((

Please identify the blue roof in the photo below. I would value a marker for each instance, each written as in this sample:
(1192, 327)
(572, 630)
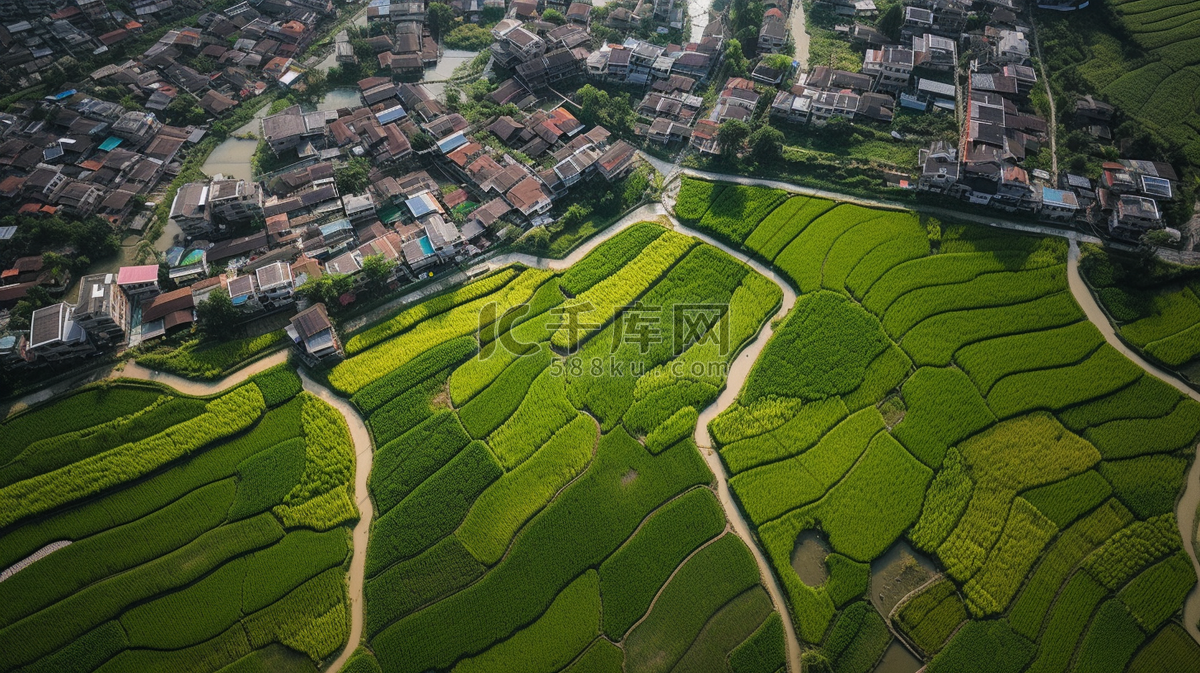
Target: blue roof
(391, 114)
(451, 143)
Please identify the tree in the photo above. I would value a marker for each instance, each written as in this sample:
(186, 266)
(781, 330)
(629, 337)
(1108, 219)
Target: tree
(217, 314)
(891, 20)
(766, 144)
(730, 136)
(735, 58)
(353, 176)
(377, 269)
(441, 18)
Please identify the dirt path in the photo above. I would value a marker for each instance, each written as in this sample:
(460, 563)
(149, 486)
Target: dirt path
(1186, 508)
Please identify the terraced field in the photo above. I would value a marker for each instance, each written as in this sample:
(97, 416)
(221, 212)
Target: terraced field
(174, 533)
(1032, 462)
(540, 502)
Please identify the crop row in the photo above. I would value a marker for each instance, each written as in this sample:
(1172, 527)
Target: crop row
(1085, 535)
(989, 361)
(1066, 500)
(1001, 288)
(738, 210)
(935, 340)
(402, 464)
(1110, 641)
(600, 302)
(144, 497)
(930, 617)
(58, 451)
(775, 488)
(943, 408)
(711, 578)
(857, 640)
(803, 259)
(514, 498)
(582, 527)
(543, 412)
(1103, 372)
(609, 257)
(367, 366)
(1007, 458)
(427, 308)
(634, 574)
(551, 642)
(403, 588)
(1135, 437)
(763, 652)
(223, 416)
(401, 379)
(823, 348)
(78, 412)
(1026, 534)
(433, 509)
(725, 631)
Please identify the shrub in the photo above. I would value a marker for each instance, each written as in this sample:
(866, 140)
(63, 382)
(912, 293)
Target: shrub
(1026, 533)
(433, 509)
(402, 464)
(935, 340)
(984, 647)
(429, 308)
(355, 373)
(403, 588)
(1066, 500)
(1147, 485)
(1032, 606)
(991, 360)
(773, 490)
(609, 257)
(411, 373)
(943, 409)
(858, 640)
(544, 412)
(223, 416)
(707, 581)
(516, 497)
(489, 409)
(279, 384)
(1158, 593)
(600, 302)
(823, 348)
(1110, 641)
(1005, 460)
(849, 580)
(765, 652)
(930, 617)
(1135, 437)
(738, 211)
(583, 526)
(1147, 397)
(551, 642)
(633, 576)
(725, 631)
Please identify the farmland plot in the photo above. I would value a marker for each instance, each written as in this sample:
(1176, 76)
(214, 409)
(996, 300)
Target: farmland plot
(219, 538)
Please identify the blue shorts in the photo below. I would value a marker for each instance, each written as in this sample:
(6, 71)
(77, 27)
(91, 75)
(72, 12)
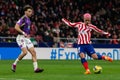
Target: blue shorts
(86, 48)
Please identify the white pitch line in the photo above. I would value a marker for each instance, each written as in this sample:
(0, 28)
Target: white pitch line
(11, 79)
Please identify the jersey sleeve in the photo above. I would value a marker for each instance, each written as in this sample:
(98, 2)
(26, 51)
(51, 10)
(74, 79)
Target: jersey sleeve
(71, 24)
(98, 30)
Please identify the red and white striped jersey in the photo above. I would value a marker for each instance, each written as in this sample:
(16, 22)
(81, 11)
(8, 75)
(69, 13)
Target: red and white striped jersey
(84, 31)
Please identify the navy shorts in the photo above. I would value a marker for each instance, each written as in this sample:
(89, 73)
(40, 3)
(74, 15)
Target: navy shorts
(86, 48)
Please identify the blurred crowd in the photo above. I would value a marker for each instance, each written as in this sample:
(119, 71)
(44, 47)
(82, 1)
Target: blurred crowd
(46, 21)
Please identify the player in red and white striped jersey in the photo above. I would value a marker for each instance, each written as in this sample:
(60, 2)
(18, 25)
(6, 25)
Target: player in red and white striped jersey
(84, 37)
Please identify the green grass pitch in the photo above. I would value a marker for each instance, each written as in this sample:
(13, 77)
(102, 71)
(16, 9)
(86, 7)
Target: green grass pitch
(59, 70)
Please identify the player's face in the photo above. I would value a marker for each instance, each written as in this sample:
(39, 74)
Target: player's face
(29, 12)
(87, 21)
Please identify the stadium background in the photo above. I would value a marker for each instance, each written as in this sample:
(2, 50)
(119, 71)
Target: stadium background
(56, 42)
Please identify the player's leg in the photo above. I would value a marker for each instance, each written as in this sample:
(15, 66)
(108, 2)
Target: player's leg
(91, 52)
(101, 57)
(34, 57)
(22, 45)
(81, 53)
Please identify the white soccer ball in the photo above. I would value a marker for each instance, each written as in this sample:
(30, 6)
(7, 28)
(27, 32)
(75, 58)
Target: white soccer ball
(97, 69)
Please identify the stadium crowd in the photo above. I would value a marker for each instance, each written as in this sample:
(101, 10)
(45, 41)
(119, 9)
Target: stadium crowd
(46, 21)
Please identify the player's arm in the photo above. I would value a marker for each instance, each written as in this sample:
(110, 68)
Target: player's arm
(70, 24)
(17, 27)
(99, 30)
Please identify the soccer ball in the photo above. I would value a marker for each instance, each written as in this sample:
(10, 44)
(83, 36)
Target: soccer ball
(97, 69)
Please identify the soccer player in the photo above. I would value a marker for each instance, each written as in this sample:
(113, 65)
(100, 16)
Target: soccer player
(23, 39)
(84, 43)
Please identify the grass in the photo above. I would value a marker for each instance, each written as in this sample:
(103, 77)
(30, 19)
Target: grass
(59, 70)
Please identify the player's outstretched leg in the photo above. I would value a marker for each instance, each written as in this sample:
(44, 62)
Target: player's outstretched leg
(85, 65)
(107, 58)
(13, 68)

))

▶ [Task instructions]
Report each line of the material in which the string "below" occurs.

▶ [Solution for this task]
Please identify the blue roof in the photo below. I would value a marker for each instance, each written as in this sample:
Please identify the blue shorts in the photo below. I would value a marker for each instance, each written as in this sample:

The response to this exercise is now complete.